Ecosystem resilience to drought and flooding

Small plant growing out of dry cracked ground getting some fresh water

One of the three projects that has received a grant from the 2020 Complex Systems Fund is aimed at the question how the robustness of plant ecosystems to drought and flooding depends on the plasticity of individual plants and heterogeneity of the plant population. The research proposal was written by Professor Kirsten ten Tusscher, Professor Stefan Dekker and Dr Hugo de Boer, who give an introduction to the aims and ambitions of their project.

Complex systems approach

The system we aim to investigate is characterised by non-linearity, for example in the response of a plant to soil water levels, complex feedbacks, e.g. between plants, soil water content and climate, as well as the potential for emergent phenomena and spatial patterning due to the interactions of many plants amongst one another taking place in space. All of these properties make it inherently difficult to predict a priori what will happen if we change a particular property, e.g. the extent to which plants facilitate the growth of nearby plants or rather compete with them. To find out, and to decipher general rules and principles governing the behaviour of realistic, and hence plastic heterogeneous plant ecosystems thus requires complex systems modelling approaches and concepts.

Biologists teaming up with eco-hydrologist

(Molecular) plant biologists typically study the molecular and cellular mechanisms that enable plants to plastically adjust their physiology and architecture to environmental conditions, and how that differs amongst species, while ignoring the effects it may have on the environment the plants are responding to in the first place. In contrast, eco-hydrologists typically take a coarse grained look at plant properties, ignoring individual plasticity and within population heterogeneity, and instead focus on the interplay with soil and climate. This project essentially brings these two fields together, enabling us to find out how important it is for ecosystem stability that plants are plastic and species are different, and how important it is for plant fitness and actual adaptation that their environment is not static but actually shaped by the plants themselves.

Project start-up and vacancy

We hope to start the project in September, and would like to recruit a PhD candidate with mathematical modelling and programming skills and a keen interest in plant biology and the interactions of plant ecosystems with soil and climate. Furthermore, the position requires good communication skills to thrive in an interdisciplinary setting and for the candidate to be open to the adventure of starting the development of a new type of model.

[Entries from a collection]

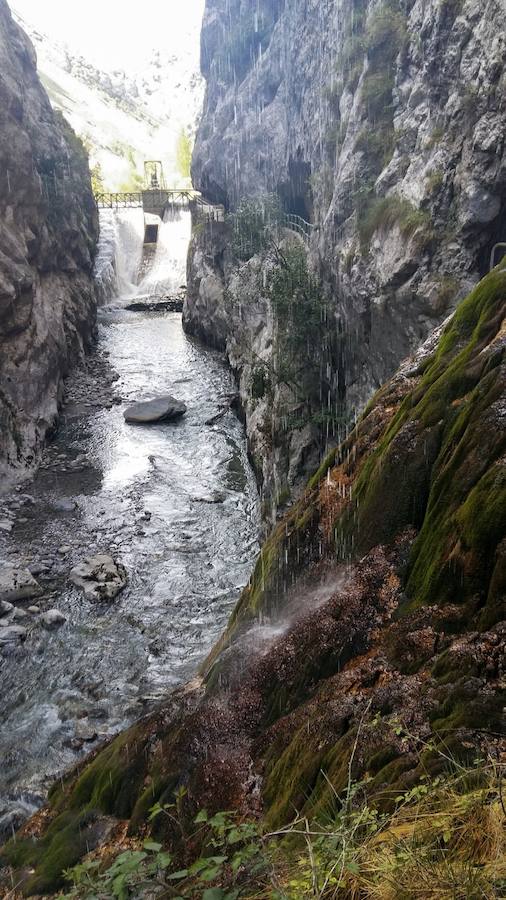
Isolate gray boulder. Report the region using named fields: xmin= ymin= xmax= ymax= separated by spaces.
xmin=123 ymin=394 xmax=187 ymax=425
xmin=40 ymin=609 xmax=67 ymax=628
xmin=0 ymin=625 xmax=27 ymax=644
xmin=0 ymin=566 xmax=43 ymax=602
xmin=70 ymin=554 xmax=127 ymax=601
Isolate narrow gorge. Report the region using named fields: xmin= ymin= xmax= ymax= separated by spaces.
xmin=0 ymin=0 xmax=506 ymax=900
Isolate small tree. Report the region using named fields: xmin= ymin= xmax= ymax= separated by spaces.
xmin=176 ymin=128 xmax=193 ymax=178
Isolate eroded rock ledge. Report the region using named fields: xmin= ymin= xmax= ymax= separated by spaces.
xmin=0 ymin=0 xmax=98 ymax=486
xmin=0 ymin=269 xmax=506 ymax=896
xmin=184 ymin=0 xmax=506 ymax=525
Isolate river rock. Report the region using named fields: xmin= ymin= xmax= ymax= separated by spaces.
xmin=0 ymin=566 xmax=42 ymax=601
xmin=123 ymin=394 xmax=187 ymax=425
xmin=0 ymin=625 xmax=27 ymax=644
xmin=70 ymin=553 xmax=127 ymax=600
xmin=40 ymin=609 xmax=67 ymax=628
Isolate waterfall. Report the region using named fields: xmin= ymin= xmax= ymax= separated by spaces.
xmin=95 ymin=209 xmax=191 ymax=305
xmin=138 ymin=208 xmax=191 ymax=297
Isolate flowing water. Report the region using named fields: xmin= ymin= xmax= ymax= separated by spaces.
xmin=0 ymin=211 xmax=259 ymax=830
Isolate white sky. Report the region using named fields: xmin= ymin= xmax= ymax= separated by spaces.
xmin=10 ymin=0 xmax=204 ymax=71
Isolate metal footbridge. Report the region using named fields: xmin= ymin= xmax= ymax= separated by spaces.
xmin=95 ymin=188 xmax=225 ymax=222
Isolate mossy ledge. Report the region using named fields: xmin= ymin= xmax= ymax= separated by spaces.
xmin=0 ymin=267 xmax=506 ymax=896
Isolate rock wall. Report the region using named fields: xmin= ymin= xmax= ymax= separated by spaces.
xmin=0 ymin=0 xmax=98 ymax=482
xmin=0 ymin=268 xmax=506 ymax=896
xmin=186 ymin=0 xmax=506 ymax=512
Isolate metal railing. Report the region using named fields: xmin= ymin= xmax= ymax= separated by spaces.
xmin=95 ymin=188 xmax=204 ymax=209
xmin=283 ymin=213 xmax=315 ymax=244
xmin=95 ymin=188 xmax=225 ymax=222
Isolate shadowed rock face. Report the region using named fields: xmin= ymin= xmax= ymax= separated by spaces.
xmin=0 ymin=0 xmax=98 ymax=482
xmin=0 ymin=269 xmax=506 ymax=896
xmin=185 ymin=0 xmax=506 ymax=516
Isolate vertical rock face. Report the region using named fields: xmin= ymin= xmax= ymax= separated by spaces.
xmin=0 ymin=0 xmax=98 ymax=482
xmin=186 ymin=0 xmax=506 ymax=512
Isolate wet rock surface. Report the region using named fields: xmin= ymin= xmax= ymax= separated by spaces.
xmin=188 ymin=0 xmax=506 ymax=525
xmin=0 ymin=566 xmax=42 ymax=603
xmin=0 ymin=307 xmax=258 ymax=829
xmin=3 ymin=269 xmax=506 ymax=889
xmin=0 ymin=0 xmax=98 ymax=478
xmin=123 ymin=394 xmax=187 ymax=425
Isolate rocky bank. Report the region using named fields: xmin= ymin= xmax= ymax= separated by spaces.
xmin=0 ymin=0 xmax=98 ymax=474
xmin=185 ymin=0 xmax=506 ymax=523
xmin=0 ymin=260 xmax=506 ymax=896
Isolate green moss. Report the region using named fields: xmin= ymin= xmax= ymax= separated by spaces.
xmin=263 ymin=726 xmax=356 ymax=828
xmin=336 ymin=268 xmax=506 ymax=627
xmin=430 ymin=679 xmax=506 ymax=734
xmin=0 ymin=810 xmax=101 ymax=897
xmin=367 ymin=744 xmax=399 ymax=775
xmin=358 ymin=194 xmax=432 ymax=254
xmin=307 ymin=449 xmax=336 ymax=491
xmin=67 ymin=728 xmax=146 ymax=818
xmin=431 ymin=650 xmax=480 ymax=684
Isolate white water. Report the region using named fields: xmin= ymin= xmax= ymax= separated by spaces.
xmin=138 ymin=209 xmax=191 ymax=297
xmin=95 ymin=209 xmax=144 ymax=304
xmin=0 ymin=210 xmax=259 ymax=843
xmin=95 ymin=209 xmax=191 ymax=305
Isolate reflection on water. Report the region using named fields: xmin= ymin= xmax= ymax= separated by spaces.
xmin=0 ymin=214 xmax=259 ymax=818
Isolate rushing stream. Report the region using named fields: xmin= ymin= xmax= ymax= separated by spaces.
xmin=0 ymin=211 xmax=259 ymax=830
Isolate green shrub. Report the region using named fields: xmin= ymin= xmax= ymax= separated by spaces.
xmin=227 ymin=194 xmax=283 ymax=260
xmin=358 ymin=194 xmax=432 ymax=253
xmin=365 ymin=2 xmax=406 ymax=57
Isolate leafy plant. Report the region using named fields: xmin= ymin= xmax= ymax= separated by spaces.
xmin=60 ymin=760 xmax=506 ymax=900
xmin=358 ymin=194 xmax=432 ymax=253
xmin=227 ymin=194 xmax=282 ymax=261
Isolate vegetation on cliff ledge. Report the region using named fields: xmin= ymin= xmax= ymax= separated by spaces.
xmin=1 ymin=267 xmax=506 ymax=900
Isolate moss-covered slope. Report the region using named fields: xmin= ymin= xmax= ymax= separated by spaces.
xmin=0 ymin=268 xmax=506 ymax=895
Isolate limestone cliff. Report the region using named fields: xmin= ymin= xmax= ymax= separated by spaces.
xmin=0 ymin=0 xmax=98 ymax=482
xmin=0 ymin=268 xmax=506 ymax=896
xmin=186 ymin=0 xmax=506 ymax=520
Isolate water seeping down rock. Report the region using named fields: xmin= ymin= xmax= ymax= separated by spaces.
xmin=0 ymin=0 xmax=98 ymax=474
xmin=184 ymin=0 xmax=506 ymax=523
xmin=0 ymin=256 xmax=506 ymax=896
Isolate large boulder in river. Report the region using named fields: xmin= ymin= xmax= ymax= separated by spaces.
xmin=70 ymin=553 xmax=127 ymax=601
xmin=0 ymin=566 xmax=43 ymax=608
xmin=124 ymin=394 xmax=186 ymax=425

(Directions): Give the name and title of each person the text on ecosystem resilience to drought and flooding credits with writing the research proposal.

(Answer section): Professor Kirsten ten Tusscher, Professor Stefan Dekker, Dr Hugo de Boer